# EXTRAIT DU DOCUMENT
#####

Felwine Sarr – J’ai commencé à tenir un carnet de route en 2010-2011, avec l’envie de retenir, de fixer dans un document les impressions vivaces qui vous viennent en visitant un lieu, et dont on a l’impression que les traces s’effilochent avec le temps et l’oubli. Petit à petit, le carnet s’est rempli et l’idée d’en faire un livre est venue à mi-chemin, aux environs de 2017 : en relisant mes notes, je me suis aperçu que si les décors, les lieux, les expériences changeaient, certaines préoccupations demeuraient en filigrane et tissaient un lien entre les textes. Cela a changé ma démarche : je visitais des villes, et je décidais que j’écrirais ou pas, selon que j’étais touché ou non. Quand j’ai visité Charjah, j’ai décidé au bout de deux jours que je n’écrirais pas. Je trouvais que c’était une ville en toc.

 

À travers ce livre, j’ai d’abord envie de transmettre un usage du monde et un rapport au monde.

Felwine Sarr

 

Mathieu Potte-Bonneville – Voyager est aujourd’hui une question compliquée  : non seulement bien sûr à cause de la pandémie, mais du fait des réticences écologiques à prendre l’avion… S’il y avait dans votre livre non seulement un éloge, mais une éthique du voyage, comment pourrait-on la résumer ?

#####

# LISTE DES TÂCHES
**1)** Restituez tel quel le passage de l'extrait d'entretien, depuis « Mathieu Potte-Bonneville – Voyager » jusqu'à « pourrait-on la résumer ? ».
**2)** Pour chacune des affirmations suivantes, indiquez par oui ou par non si elle concorde avec l'extrait d'entretien, en citant à l'identique les mots qui tranchent. (a) Felwine Sarr a commencé à tenir son carnet de route en 2010-2011. (b) L'idée de tirer un livre du carnet est apparue dès le début. (c) Au bout de deux jours à Charjah, Felwine Sarr a décidé d'écrire sur cette ville.
**3)** Reprenez l'extrait d'entretien après sa dernière phrase et poursuivez-le.

# ENTRÉES FOURNIES
#####

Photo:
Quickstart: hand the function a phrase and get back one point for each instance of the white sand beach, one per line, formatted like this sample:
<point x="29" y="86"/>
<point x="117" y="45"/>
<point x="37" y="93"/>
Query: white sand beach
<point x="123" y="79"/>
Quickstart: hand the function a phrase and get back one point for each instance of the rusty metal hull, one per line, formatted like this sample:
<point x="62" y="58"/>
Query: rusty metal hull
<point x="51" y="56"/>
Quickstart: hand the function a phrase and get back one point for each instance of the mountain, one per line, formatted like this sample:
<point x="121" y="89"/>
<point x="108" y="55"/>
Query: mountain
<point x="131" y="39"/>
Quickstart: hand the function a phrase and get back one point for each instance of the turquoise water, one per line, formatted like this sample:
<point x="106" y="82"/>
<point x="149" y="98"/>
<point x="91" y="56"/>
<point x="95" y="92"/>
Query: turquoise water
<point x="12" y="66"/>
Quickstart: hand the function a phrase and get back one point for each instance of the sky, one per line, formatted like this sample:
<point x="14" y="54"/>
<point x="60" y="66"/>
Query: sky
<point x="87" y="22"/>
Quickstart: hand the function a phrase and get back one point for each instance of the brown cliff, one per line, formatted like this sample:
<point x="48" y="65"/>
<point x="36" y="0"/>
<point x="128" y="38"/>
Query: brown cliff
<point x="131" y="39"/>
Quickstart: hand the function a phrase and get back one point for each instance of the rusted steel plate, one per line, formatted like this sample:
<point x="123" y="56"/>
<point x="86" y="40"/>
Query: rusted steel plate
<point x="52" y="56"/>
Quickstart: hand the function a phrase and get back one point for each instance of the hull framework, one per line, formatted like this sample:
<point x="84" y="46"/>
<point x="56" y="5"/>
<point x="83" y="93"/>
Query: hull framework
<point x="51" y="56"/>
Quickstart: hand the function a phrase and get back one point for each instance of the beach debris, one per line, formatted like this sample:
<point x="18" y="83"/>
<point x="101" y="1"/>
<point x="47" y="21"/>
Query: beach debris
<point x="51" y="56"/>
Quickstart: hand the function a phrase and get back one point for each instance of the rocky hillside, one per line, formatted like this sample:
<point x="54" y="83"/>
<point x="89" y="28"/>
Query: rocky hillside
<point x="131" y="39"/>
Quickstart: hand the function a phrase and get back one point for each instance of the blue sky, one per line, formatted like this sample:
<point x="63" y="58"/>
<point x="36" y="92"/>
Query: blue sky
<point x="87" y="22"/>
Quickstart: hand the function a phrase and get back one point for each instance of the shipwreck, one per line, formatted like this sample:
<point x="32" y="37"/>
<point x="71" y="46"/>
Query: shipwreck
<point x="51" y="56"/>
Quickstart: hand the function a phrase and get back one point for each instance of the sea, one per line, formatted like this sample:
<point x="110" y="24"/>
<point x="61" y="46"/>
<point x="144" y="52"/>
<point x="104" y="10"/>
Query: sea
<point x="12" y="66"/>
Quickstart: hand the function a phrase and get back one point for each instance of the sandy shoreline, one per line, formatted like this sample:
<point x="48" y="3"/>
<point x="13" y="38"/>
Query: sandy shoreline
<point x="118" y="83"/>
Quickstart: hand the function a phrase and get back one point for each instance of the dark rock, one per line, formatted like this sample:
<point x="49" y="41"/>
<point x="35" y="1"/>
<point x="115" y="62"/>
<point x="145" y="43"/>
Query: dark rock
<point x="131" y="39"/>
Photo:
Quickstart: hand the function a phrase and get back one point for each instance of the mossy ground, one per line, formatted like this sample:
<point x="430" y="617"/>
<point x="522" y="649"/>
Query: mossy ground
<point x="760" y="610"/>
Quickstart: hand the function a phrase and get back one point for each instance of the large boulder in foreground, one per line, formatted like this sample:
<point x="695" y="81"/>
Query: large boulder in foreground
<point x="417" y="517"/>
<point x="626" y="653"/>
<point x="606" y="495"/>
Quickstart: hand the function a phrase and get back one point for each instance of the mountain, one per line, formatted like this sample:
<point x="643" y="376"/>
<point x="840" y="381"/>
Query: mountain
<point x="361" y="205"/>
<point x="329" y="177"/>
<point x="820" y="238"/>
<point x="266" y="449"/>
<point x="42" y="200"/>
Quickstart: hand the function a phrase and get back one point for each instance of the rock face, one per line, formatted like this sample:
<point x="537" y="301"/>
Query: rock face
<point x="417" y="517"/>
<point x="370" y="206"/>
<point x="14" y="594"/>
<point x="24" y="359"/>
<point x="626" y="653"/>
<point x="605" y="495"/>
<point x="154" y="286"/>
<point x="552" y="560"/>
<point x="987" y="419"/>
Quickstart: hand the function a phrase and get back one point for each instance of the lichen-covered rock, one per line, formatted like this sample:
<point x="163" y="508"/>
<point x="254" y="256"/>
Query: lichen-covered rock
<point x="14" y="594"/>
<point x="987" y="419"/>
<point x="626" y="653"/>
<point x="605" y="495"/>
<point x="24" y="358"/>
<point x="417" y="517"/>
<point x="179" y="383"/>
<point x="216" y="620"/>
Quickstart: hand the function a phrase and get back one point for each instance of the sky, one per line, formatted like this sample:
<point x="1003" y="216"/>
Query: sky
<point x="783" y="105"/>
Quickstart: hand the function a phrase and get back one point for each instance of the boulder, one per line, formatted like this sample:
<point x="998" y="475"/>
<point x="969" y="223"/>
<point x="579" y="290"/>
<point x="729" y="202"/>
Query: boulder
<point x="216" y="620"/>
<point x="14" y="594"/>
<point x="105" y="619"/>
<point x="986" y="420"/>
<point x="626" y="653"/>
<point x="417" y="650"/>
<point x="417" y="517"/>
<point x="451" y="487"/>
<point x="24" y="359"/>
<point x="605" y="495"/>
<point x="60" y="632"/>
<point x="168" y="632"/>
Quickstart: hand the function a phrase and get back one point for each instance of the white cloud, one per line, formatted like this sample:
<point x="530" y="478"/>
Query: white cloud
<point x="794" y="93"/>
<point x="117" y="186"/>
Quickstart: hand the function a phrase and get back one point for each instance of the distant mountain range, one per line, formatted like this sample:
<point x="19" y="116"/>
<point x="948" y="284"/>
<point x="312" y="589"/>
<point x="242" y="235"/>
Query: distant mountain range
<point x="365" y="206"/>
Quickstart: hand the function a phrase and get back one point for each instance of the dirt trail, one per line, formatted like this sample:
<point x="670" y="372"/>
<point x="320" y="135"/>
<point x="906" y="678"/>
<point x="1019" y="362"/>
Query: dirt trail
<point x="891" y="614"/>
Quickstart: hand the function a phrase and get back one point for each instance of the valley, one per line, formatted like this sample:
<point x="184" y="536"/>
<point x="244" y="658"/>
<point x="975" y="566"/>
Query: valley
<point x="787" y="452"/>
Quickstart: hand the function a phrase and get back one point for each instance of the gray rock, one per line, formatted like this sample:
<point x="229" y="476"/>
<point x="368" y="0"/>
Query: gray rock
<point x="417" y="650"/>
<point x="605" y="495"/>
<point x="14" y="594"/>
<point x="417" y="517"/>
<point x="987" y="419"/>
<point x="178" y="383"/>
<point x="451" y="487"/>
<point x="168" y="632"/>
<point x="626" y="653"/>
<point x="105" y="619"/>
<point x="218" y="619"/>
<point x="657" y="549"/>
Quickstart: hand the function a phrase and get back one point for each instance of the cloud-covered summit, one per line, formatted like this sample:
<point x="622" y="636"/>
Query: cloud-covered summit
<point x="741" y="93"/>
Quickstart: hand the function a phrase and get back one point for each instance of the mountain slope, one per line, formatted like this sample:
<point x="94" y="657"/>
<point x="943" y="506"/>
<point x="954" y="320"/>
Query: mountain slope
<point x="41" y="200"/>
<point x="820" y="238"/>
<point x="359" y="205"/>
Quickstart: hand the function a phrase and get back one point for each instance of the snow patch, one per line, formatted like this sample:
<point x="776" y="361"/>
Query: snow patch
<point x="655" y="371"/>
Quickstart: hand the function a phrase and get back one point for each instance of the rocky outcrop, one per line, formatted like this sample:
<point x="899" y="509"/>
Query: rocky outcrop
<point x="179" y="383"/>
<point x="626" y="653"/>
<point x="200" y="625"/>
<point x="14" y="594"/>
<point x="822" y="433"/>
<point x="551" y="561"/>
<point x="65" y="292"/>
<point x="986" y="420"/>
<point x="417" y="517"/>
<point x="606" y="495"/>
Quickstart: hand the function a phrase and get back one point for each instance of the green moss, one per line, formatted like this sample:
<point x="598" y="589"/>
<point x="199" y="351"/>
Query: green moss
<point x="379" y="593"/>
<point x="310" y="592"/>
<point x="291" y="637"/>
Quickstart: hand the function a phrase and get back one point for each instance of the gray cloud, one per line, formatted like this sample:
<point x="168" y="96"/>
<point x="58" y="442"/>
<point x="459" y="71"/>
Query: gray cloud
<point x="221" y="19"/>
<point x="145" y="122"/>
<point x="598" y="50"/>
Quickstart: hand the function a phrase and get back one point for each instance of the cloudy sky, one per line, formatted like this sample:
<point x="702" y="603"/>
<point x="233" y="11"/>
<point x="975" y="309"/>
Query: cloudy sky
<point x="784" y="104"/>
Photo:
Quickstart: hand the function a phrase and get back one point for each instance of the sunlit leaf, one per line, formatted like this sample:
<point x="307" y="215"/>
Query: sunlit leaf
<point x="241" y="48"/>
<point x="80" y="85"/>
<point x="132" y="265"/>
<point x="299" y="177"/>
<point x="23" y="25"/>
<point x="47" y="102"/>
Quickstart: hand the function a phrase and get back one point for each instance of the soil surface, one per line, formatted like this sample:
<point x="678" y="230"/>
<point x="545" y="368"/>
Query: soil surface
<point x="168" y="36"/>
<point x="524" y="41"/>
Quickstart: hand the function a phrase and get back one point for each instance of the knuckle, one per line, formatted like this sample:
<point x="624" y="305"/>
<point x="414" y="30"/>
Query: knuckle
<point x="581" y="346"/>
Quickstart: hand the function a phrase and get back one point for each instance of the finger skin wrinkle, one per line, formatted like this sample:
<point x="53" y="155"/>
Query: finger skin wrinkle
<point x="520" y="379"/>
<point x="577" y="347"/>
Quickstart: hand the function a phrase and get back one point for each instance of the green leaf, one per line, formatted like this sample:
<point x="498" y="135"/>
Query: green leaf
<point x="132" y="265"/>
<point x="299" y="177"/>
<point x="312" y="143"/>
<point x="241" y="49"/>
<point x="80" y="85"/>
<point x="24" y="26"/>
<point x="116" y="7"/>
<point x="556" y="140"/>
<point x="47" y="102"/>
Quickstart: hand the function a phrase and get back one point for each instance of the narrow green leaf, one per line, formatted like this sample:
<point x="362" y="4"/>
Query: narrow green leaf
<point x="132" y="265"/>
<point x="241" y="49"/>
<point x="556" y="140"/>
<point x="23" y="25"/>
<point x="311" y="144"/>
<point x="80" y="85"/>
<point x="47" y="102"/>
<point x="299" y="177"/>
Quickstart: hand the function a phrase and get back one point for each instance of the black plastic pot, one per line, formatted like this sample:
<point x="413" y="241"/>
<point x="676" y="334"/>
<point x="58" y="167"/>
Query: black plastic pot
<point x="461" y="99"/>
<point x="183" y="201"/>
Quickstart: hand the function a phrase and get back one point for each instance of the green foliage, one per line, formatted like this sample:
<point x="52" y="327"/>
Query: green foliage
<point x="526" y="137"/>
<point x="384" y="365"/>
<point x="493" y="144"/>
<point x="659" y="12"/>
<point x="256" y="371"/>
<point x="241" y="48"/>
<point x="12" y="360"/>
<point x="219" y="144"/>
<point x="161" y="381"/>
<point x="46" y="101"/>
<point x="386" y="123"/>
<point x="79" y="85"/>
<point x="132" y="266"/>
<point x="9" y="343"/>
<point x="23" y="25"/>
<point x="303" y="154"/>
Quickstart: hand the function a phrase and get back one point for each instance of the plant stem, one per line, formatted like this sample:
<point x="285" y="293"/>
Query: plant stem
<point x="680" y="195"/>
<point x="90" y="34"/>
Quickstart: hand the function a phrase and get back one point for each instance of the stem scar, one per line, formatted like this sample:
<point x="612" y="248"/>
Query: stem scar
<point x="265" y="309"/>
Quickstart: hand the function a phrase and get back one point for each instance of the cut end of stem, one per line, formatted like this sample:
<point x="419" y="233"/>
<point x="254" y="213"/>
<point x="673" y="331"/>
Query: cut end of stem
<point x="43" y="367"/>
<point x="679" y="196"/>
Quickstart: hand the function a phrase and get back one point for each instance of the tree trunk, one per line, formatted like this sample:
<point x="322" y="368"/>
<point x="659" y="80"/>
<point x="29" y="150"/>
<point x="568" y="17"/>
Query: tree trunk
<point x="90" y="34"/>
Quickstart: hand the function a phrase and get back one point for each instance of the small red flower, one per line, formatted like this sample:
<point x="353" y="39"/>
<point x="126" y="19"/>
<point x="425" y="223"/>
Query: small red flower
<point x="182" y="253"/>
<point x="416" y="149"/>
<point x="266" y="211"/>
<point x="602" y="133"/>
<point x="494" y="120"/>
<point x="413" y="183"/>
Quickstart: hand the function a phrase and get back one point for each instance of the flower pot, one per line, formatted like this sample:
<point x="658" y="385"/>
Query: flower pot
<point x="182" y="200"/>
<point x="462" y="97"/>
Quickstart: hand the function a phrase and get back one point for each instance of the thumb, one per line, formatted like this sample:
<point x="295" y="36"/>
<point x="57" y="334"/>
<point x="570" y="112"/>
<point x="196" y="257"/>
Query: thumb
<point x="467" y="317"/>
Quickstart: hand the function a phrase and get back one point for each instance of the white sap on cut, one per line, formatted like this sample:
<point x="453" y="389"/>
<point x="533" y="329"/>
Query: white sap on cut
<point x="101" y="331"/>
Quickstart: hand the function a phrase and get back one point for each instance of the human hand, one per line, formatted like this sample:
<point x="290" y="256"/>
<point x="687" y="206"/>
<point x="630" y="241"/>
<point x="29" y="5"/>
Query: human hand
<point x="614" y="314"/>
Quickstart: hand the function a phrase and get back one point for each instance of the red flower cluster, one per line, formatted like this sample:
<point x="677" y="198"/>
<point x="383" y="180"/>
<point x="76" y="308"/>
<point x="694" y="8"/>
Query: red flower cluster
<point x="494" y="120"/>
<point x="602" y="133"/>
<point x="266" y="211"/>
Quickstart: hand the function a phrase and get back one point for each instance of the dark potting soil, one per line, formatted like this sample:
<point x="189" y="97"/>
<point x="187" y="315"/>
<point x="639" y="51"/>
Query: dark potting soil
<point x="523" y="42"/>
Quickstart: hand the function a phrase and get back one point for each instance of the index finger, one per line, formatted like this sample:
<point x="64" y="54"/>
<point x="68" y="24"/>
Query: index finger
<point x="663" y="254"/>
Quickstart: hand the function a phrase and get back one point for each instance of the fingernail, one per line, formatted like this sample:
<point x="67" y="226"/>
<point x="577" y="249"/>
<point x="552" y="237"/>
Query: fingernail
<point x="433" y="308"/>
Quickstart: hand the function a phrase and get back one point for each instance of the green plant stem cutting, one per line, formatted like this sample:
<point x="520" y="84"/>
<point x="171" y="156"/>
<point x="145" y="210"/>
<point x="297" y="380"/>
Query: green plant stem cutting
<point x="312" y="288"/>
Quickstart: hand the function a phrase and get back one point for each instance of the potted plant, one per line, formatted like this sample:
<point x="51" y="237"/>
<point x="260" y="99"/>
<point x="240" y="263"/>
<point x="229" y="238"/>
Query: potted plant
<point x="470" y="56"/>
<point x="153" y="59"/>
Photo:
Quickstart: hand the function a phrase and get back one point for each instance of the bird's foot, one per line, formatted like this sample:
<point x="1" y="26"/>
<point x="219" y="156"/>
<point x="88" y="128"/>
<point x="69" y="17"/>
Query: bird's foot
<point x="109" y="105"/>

#####

# RÉPONSES PAR TÂCHE
**1)**
Mathieu Potte-Bonneville – Voyager est aujourd’hui une question compliquée  : non seulement bien sûr à cause de la pandémie, mais du fait des réticences écologiques à prendre l’avion… S’il y avait dans votre livre non seulement un éloge, mais une éthique du voyage, comment pourrait-on la résumer ?

**2)**
(a) Oui : « J’ai commencé à tenir un carnet de route en 2010-2011 ».
(b) Non : « l’idée d’en faire un livre est venue à mi-chemin, aux environs de 2017 ».
(c) Non : « j’ai décidé au bout de deux jours que je n’écrirais pas ».

**3)**
FS – À travers ce livre, j’ai d’abord envie de transmettre un usage du monde et un rapport au monde. Si l’on peut parler d’une éthique du voyage, c’est au sens d’une éthique de la rencontre, et de la rencontre non-exotique, à l’inverse de cette forme dominante du voyage qu’est aujourd’hui le tourisme, dont je dirais qu’il est apprêté d’exotisme. Je trouvais important de décrire comment on peut aller à la rencontre du monde, des autres et de soi-même en établissant un rapport qui n’est pas marqué par l’extraction ou la curiosité malsaine, mais plutôt par la disponibilité à ce qui nous touche, à ce que l’on découvre, à l’inattendu : on part pour une certaine raison, et au retour on réalise que la chose la plus importante n’est pas celle qui motivait initialement le voyage. Se rendre disponible à ce que le monde nous dit, à ce qu’il éveille, implique une certaine forme de « désubjectivation » : pour que les mondes intérieurs se mettent à résonner avec les lieux et les paysages, il faut accepter de ne plus être le maître.

 

Se rendre disponible à ce que le monde nous dit, à ce qu’il éveille, implique une certaine forme de “désubjectivation” : pour que les mondes intérieurs se mettent à résonner avec les lieux et les paysages, il faut accepter de ne plus être le maître.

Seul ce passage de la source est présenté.